Once you find the line that contains "Study the picture above. For each instance of the door" in the entries below, give it again along with every following line, unchanged, through the final one.
***** SUPPLIED MATERIAL *****
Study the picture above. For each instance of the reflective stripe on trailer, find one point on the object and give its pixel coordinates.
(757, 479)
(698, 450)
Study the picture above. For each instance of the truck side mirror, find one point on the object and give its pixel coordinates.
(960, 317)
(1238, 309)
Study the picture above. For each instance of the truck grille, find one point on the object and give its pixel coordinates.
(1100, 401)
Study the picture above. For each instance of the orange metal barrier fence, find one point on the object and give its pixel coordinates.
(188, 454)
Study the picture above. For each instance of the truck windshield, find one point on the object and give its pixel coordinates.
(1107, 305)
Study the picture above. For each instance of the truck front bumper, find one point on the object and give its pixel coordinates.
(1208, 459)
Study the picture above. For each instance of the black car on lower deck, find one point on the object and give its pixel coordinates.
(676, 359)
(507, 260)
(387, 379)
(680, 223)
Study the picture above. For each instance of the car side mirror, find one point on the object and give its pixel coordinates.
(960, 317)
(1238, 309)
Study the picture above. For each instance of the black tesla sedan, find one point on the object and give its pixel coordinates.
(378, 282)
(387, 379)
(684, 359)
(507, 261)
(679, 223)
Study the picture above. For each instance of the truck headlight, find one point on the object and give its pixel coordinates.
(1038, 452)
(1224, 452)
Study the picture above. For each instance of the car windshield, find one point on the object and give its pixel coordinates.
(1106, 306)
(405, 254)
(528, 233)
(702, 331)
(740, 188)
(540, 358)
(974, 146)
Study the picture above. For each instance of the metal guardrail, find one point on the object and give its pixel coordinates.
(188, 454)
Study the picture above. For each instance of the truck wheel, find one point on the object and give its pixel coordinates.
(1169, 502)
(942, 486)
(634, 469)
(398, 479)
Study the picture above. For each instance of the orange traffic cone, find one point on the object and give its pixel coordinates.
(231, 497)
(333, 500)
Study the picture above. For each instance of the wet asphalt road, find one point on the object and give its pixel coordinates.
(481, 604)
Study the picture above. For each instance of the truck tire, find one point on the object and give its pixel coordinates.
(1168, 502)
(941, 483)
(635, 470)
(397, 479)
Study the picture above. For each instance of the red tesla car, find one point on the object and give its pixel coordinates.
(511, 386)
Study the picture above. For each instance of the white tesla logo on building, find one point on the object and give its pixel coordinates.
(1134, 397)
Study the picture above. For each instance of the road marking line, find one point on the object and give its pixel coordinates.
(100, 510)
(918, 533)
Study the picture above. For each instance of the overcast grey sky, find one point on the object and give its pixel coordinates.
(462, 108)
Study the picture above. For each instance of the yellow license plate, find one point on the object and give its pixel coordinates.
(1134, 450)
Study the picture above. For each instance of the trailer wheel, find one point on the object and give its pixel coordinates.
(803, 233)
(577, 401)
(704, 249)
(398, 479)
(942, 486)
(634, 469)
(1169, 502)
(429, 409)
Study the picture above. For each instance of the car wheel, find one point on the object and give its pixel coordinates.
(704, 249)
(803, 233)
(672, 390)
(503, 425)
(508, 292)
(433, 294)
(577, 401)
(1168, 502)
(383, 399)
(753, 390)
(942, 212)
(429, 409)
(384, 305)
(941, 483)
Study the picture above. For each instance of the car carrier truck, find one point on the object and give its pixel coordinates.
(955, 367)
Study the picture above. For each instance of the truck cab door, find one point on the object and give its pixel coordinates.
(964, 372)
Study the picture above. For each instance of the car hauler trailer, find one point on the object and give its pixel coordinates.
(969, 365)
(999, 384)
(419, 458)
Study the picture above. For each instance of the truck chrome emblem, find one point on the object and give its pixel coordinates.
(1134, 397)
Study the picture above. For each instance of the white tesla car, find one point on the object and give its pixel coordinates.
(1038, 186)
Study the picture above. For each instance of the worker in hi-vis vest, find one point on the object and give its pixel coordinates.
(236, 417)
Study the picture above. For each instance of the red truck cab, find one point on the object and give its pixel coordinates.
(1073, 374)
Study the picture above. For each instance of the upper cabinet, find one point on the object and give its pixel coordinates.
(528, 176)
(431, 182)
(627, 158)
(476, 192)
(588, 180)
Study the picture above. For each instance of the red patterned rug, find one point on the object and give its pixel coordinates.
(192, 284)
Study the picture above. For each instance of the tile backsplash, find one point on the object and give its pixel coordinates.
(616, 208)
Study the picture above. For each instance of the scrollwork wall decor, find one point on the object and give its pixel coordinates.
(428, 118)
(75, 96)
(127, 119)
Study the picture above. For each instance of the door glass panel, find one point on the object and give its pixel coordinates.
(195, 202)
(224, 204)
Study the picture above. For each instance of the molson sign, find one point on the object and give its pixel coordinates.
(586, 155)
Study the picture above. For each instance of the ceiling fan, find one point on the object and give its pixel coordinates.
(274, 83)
*****
### ANSWER
Study the picture above. For each instance of the door glass panel, find one point on the object and give its pixel coordinates.
(195, 202)
(224, 204)
Study the picture above. For each instance of the molson sign, find one point on the object and give its pixel coordinates.
(586, 155)
Study the picture above. For each instance of the ceiling fan, find one point on the object and give its pixel coordinates.
(274, 83)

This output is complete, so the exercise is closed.